◆ Exercise instructions
Reproduce all of the data that follows, character for character.

◆ Records to use
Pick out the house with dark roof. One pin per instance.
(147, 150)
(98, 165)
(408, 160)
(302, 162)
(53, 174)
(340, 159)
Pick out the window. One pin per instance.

◆ Response to the task
Pick out the house with dark roof. One pin per instance.
(147, 150)
(98, 165)
(408, 160)
(302, 162)
(53, 174)
(340, 159)
Pick out the window. One pin per instance.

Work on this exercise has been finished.